• _ABOUT THIS EXERCISE_
Pictures aside, each entry has to be returned exactly as it stands.

* * * * * * *

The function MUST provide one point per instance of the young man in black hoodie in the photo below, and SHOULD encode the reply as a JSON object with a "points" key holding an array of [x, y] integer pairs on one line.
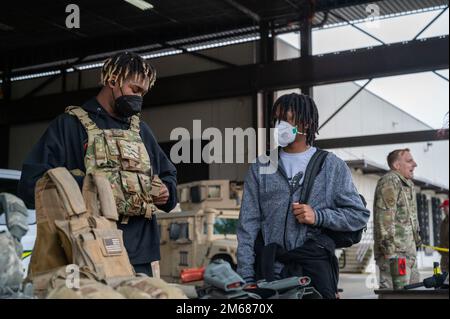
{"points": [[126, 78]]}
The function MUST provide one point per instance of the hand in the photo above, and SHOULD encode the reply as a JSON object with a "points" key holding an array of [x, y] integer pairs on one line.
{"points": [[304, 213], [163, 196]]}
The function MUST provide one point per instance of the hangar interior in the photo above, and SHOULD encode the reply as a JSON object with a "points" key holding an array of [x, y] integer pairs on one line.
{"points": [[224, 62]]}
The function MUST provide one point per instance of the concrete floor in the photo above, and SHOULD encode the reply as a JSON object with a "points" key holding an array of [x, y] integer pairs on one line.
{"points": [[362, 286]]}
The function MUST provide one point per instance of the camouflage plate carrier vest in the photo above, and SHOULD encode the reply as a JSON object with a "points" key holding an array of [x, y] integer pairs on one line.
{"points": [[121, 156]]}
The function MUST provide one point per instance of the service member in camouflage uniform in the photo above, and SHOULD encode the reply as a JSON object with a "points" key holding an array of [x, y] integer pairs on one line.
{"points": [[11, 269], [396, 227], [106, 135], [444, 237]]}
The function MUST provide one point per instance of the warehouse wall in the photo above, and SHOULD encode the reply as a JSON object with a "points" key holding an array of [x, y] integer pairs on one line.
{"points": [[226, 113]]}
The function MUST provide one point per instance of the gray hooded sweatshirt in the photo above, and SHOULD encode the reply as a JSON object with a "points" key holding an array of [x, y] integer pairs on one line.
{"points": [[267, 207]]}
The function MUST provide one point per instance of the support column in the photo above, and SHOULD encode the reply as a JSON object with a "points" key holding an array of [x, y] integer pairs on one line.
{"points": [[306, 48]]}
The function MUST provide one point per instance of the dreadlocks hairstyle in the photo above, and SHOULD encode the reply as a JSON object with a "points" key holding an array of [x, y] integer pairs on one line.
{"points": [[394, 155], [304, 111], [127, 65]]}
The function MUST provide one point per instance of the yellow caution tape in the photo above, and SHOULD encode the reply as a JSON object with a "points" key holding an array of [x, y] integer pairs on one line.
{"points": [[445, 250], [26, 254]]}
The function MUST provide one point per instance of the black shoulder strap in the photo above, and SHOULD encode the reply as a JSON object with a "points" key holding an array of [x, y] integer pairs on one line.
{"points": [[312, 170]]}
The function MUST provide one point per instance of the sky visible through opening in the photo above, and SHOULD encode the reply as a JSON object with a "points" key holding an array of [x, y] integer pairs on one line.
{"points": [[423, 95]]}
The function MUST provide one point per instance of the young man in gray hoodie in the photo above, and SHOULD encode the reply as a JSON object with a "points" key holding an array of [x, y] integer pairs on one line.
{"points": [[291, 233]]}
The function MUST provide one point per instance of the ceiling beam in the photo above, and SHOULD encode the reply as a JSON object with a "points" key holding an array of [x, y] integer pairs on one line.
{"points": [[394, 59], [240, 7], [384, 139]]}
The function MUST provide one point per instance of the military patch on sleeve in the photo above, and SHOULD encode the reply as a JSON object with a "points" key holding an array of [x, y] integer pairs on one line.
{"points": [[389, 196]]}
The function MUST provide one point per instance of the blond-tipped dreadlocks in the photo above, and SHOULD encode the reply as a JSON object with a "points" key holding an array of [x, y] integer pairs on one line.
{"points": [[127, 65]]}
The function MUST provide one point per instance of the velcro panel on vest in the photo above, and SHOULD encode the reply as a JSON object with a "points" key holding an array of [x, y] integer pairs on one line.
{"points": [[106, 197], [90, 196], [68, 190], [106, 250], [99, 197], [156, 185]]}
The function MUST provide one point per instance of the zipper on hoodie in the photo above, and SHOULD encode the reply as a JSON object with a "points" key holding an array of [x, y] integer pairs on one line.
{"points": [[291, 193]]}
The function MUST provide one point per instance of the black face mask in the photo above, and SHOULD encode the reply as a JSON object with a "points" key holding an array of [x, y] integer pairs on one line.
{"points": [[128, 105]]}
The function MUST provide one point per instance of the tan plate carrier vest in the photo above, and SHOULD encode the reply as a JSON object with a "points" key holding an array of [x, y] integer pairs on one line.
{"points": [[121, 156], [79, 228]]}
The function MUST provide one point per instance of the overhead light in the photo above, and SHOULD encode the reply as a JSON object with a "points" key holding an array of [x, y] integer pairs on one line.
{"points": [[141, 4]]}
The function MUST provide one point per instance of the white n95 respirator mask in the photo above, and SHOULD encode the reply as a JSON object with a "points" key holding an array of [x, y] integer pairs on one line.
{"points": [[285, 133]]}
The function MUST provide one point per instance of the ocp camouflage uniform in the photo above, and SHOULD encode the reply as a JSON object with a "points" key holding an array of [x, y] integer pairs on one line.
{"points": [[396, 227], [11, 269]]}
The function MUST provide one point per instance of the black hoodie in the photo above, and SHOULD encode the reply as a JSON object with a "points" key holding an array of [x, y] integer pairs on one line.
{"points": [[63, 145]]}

* * * * * * *

• _OUTPUT_
The function MUST provide one point per instance of the young man in black hoodie in the photo below, and SHOULD encode the reply as a JSON object with a "points" key holding an array of [x, y] integer pairs on one line.
{"points": [[126, 78]]}
The function MUST provide one point per instance of the hand in the photo above, and SHOULD encode the reply as a JSON object with a "points" key holding an array of [x, y] integer pairs on one line.
{"points": [[304, 213], [163, 196]]}
The function MUST provide one point per instance of the hangar interior in the photo above, and SHOULD encode the reply as a JSON object with a "points" key holding an array of [x, y] integer pairs on one line.
{"points": [[224, 62]]}
The function MUST provide one point per instance of the concrete floor in the photo above, and SHOULD encode the reply as a JSON object with a "points" key holding an array of [x, y] integer pairs on one line.
{"points": [[362, 286]]}
The function MUST provide one point per instance of the camouflage plate carrier vest in the photo above, and SHOULD encode the reply as a JSON object with a "points" key holding an array of [x, y] integer pairs on one line.
{"points": [[121, 156]]}
The function MUST provide one point per instance of the service member in camouflage uniform in the photo above, and SHOULD encode the reply as a JSON object with a "points" key holding an array of [x, y] integer pairs on one line.
{"points": [[11, 269], [396, 227], [106, 135], [444, 237]]}
The function MUST provide one point per instance of the warehouse wall in the photo above, and SHOULD encode the reply as a JSON object with a "points" key holding an array of [x, y] integer pairs on one line.
{"points": [[226, 113]]}
The function MUST provide one point per instance of the gray hooded sweatshirt in the photo above, and SHOULD encode the reply as a JSON object with a "points" key holding an array of [x, y] integer pairs on one line.
{"points": [[267, 207]]}
The function MUST provide one point per instance of the support column in the photo above, and SHOULD encode the reply as a JSON object with a "points" key holding an array of [x, y] integer pairs on one line.
{"points": [[306, 48]]}
The function MUST provide one point per instance of the dreadlocks hairstyle in the photo above, and SHOULD encode the reply as a JSON object with a "points" key holding an array of [x, y] integer pairs on one line.
{"points": [[394, 155], [304, 111], [127, 65]]}
The function MUST provide one point per instance of the yellow caution tape in the photo above, and SHOULD encode the reply as a JSON object with a "points" key holding an array of [x, y] integer pairs on one line.
{"points": [[445, 250], [26, 254]]}
The function MUST provide one point per instance of the black shoulder strap in the photo above, and SHOULD encode the reply as a JSON object with a "points" key holding an array of [x, y] integer pairs on one line.
{"points": [[312, 170]]}
The function MUST provide one point per instance of the sky visible through opening in the photo above, and SHOULD encode the reply as a JSON object with a "points" key holding an array of [x, y] integer pairs on one line.
{"points": [[423, 95]]}
The function MUST provide one point per instance of the young man in gray hoodie in the photo above, and SHOULD encode the reply as a JSON object with a "points" key holding an array of [x, y] integer pairs on one line.
{"points": [[291, 233]]}
The function MUST provide one point per instance of the ceiling beam in the photo above, and SHOULD encode the reply as a JSON object with a "points" key holding an array of [x, y] integer pairs on one line.
{"points": [[394, 59], [240, 7], [384, 139]]}
The function MUST provide one point per instance of the military patch on sleeve in the photo above, and SHOULD encode the reply as a JSON object with a "points" key holding an array of [x, y] integer pairs on one line.
{"points": [[389, 196]]}
The function MUST provide one point per instance of the blond-tipped dreadlocks in the photo above, and SHOULD encode the reply as a JSON object with a "points" key holding an array of [x, y] integer pairs on one line.
{"points": [[127, 65]]}
The function MUST provide one point per instance of the velcro panel on vest in the photo above, and SHOULD encode the reply as a JSON object with a "points" key holding an array of [x, y] integer pairs on one line.
{"points": [[106, 197], [90, 196], [68, 190], [106, 250], [99, 197], [156, 185]]}
The function MUST provide one point per instance of the zipper on hoodie in the photo above, and SHOULD encode the reply as a JSON object with a "points" key holding an array of [x, y] integer pairs on one line.
{"points": [[291, 193]]}
The function MUST provide one point per instance of the black face mask in the photo above, and SHOULD encode the reply as a JSON object with a "points" key holding an array of [x, y] integer pairs on one line.
{"points": [[128, 105]]}
The function MUST provide one point per instance of the tan plate carrier vest in the photo above, and SHOULD encode the reply as a JSON object with a "points" key holding an array of [x, y] integer pairs on one line.
{"points": [[121, 156], [79, 228]]}
The function MUST provide one point per instance of the overhead light in the photo above, and SHOULD encode the reply as a JSON object with a "points" key holding an array of [x, y] integer pairs on one line.
{"points": [[141, 4]]}
The function MUST provide one point per instance of the white n95 respirator mask in the photo above, and SHOULD encode the reply as a JSON object with a "points" key holding an array of [x, y] integer pairs on one line.
{"points": [[285, 133]]}
The function MUST provide one point per instance of the ocp camouflage uniform in the photo above, and SHOULD encode the reply as a JSON object with a "points" key holding an array of [x, y] integer pairs on one line.
{"points": [[396, 227], [11, 269]]}
The function MUST provide one point per instance of the black hoodie in the photo above, and SHOULD encode the reply as a JSON object with a "points" key holding an array of [x, y] integer pairs on one line.
{"points": [[63, 145]]}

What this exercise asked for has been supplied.